Records from a data collection
— Start —

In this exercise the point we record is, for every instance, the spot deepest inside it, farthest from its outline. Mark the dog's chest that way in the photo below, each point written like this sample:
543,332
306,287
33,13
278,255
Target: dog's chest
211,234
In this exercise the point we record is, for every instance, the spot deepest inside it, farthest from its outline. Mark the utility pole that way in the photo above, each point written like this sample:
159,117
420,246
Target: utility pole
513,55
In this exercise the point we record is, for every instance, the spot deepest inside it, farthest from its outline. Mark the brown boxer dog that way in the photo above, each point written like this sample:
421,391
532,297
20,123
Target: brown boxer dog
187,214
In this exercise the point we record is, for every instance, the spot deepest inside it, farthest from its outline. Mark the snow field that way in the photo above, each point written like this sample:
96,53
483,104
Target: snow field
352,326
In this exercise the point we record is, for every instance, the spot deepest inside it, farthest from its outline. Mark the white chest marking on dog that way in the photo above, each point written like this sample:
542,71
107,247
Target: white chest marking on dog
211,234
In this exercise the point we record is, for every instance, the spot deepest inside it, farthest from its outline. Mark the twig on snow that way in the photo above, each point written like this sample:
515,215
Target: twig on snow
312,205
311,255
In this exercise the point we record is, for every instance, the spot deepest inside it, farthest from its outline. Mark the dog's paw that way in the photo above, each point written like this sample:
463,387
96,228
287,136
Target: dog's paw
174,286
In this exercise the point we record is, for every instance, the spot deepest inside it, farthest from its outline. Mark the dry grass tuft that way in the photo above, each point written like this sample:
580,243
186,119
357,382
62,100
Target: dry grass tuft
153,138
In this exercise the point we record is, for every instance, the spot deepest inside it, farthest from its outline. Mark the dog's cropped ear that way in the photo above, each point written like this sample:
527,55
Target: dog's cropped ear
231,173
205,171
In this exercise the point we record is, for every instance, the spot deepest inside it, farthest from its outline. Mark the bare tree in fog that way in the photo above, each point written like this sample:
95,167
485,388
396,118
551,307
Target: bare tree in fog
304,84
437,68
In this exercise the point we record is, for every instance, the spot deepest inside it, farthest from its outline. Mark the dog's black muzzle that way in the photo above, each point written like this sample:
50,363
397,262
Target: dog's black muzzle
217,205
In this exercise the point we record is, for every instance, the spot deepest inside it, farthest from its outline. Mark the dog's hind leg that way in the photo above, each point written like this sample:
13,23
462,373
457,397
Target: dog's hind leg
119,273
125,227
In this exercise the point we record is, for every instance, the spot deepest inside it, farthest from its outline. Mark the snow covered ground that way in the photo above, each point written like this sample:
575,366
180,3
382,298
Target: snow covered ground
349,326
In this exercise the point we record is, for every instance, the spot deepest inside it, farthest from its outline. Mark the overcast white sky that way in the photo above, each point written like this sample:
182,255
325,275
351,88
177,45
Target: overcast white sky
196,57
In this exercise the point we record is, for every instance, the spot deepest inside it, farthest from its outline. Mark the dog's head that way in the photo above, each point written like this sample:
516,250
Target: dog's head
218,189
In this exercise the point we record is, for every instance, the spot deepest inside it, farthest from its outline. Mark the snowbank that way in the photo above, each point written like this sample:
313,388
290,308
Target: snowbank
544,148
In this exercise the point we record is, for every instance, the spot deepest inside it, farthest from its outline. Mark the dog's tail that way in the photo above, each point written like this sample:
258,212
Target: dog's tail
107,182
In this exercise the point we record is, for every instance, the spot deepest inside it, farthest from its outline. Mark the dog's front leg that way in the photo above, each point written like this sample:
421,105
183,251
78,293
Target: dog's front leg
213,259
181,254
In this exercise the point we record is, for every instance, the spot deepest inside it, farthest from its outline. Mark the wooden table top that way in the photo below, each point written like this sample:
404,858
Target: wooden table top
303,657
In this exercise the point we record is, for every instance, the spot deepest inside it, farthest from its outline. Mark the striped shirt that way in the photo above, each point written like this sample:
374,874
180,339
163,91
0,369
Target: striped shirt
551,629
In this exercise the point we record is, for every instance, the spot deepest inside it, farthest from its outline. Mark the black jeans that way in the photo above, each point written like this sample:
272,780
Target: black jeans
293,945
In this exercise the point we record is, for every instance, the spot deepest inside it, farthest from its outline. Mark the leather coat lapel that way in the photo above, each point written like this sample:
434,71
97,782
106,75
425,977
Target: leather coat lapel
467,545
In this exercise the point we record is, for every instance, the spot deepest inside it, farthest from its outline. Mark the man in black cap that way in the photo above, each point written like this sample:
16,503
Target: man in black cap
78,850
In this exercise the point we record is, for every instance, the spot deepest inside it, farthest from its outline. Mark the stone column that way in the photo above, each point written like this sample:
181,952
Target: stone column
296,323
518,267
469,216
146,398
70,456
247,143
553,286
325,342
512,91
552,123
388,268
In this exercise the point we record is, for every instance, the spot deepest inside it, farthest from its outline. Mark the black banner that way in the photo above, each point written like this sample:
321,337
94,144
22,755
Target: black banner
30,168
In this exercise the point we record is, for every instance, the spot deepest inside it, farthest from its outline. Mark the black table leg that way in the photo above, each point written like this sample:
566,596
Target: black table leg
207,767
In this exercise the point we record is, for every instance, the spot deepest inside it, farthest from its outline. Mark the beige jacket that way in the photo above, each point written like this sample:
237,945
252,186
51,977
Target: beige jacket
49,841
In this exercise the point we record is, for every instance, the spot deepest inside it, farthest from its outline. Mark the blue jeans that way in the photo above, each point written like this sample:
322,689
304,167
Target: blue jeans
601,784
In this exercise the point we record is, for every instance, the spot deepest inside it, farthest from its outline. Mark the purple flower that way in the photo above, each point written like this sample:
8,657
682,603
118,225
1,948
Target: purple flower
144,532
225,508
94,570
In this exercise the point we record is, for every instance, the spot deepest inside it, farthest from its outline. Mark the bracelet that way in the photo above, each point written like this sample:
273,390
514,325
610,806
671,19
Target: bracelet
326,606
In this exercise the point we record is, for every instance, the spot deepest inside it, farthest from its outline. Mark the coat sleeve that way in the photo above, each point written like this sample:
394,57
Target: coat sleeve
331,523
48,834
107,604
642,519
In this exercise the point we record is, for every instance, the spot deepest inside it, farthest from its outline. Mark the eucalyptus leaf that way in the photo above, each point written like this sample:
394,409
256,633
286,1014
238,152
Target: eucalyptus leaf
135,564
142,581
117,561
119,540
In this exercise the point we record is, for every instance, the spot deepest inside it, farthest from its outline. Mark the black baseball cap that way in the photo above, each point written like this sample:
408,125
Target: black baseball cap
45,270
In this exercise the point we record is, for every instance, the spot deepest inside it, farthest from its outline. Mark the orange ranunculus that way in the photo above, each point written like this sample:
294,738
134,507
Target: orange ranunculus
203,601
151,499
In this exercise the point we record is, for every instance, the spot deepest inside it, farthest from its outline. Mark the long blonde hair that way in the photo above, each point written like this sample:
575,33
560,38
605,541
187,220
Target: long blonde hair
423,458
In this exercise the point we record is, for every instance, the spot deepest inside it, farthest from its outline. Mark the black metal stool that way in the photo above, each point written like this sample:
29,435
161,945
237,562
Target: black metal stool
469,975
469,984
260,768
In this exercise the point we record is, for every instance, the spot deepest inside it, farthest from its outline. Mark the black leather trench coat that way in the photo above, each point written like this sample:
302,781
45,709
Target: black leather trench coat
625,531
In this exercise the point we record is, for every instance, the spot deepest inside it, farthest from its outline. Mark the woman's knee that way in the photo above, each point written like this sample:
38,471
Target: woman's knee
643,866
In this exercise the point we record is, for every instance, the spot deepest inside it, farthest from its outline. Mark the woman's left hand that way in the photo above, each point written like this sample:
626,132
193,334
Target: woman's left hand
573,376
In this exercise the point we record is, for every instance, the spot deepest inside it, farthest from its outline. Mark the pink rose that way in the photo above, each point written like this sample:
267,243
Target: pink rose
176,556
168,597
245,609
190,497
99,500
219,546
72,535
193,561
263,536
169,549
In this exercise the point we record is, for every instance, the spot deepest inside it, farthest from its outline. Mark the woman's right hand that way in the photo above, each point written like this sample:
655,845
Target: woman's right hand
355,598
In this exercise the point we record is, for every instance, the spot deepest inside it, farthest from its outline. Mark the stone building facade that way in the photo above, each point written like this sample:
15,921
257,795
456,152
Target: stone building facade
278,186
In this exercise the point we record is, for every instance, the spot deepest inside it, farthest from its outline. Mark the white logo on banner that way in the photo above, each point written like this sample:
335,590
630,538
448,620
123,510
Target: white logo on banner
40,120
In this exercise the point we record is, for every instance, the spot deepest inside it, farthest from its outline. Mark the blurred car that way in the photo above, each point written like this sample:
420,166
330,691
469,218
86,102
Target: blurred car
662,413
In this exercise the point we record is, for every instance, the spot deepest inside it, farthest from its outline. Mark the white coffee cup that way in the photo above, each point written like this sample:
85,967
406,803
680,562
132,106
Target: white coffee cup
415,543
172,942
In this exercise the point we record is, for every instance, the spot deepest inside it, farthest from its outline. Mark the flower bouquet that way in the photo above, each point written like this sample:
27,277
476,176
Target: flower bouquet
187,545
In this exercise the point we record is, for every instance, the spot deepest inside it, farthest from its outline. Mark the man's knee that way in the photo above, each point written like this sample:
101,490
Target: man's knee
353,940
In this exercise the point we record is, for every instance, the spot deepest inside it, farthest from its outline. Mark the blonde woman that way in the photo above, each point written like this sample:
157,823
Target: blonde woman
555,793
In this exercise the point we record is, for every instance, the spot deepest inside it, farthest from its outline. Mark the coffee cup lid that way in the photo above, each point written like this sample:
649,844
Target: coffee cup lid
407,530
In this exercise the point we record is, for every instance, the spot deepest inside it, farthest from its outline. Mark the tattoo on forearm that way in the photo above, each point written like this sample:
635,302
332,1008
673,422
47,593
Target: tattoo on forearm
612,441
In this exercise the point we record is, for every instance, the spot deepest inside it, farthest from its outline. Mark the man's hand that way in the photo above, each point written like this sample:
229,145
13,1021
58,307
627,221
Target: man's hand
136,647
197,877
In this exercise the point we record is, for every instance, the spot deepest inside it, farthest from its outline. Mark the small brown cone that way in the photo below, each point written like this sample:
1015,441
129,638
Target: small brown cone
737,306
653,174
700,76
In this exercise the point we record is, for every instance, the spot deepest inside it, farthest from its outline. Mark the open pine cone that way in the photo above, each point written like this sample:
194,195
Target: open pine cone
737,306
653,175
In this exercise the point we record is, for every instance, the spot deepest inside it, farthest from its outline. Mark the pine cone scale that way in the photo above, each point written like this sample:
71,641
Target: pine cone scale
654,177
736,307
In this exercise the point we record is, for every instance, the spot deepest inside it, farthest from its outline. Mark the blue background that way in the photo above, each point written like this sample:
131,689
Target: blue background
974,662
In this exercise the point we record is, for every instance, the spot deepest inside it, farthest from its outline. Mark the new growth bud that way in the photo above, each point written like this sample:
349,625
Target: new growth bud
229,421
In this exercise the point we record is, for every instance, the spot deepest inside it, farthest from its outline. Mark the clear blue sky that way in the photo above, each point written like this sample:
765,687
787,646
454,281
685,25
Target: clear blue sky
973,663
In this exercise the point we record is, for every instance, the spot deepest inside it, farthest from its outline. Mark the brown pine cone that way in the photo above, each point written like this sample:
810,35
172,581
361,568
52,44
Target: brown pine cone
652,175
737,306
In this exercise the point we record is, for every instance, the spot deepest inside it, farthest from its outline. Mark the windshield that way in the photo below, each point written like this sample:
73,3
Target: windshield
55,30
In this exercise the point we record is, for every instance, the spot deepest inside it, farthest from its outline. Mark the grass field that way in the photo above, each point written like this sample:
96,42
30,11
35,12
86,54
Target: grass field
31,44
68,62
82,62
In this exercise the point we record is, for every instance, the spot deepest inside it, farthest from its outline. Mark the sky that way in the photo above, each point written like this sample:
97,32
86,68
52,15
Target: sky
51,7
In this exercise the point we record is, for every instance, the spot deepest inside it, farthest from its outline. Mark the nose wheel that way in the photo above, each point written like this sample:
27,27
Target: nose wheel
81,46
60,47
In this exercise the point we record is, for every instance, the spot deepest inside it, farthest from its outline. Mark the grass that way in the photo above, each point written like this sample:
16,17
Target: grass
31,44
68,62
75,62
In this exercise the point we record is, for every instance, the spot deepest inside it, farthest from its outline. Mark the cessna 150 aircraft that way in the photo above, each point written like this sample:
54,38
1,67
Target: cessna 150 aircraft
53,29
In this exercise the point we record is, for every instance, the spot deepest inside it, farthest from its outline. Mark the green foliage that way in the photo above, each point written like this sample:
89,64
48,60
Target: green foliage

— End —

§ **Exercise aim**
Exactly repeat the lines from the line that contains "Mark the windshield" to the end of the entries, both included, and leave out all other lines.

§ **The result**
In this exercise the point we record is, for every instance, the spot deepest inside it, farthest from its outline. Mark the windshield that way in the photo below, each point written like this sample:
73,3
Target: windshield
55,30
In this exercise the point we record is, for every instance, the spot deepest inside it, farthest from its outline. Mark the grass field that way in the photo above, each point written like this sample:
96,42
30,11
35,12
86,54
Target: grass field
31,44
68,62
82,62
In this exercise the point we record is, for every instance, the spot deepest inside it, farthest from its outline. Mark the sky that way in the photo above, each point written like this sample:
97,32
86,68
52,15
Target: sky
51,7
In this exercise the point we record is, for every instance, the spot deepest inside it, farthest from its outline. Mark the nose wheel that way in the photo above, each point written like this sample:
27,27
Target: nose wheel
81,46
60,47
In this exercise the point we record is, for every instance, the spot deepest inside it, farthest from its outline. Mark the grass that way in the photo above, each point written like this sample:
16,17
Target: grass
31,44
68,62
75,62
In this exercise the point we record is, for every instance, the spot deepest inside it, farthest from its outline. Mark the cessna 150 aircraft that way in the photo above, each point written like this sample:
54,38
1,67
Target: cessna 150 aircraft
53,29
In this exercise the point we record is, for every instance, the spot deepest inside it, farthest from its outline. Mark the green foliage that way in the photo above, each point written like this sample:
89,64
48,60
Target: green foliage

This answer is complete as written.